SHORT PROBLEM — Pick out and copy each line of the records below that contains the word "water". Case matters.

EXCERPTED RECORDS —
=-=-=-=-=
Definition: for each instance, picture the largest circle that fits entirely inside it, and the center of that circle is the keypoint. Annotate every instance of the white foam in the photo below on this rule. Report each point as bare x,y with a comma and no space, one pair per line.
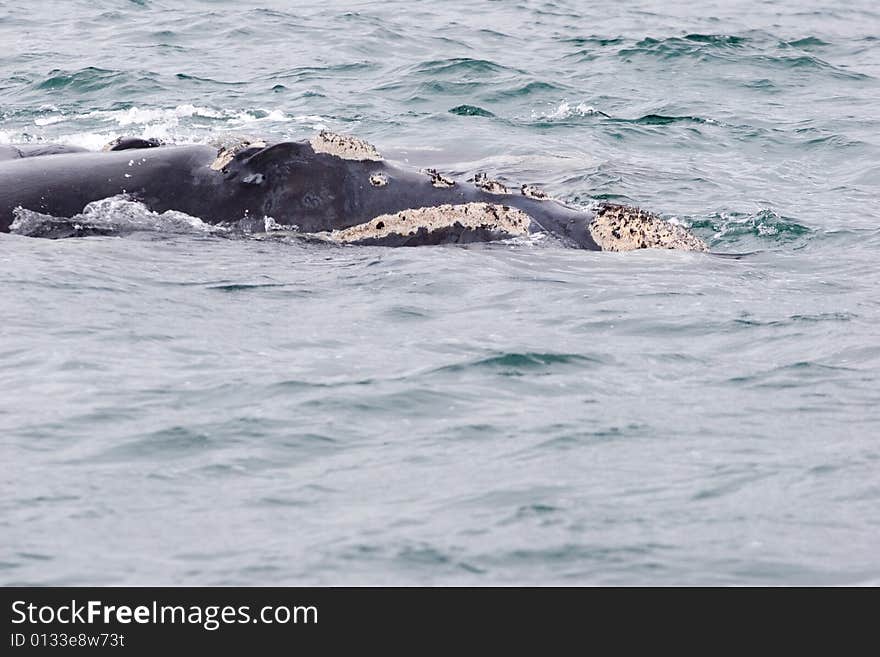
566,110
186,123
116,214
=-=-=-=-=
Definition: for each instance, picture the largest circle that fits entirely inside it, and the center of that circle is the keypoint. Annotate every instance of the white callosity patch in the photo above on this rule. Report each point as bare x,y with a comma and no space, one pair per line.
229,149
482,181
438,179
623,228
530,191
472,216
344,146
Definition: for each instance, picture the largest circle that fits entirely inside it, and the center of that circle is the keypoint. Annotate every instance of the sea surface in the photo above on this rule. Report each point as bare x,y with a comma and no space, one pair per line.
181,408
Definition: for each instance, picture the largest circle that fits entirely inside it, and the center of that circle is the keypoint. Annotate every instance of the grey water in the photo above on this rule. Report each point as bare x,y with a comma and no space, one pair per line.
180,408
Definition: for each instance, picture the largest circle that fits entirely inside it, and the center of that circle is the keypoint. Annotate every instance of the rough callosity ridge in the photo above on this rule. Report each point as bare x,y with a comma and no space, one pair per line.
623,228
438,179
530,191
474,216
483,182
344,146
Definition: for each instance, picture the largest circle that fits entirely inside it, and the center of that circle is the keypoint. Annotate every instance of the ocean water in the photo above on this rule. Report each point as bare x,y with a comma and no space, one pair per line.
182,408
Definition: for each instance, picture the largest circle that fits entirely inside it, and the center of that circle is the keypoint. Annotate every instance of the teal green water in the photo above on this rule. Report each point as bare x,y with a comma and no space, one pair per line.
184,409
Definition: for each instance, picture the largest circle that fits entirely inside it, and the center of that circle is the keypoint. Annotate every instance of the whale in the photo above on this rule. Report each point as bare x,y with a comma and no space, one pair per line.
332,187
=-=-=-=-=
ANSWER TO THE EXERCISE —
Definition: for each instance, picture the largest circle that fits entirely inside it, and the center of that circle is the keypoint. Annotate every instance of the grey water in the photo above on this rule. Report each point as bare x,y with a comma and no space, one pair per line.
Definition: for each instance, picture the largest circle that fits entirely inside it, and the center of that circle is the keypoint. Annotate every instance of the ocean water in the photo above on this rule. Report each point as bare x,y with a comma and no space, one pair per line.
Definition: for each instance, picture the largest circle that fits entirely inside it, and the center of that circle is the keypoint. Annotate every instance of the teal green water in the photo above on this rule. Report each point as bare x,y with a comma and no space, one pair per line.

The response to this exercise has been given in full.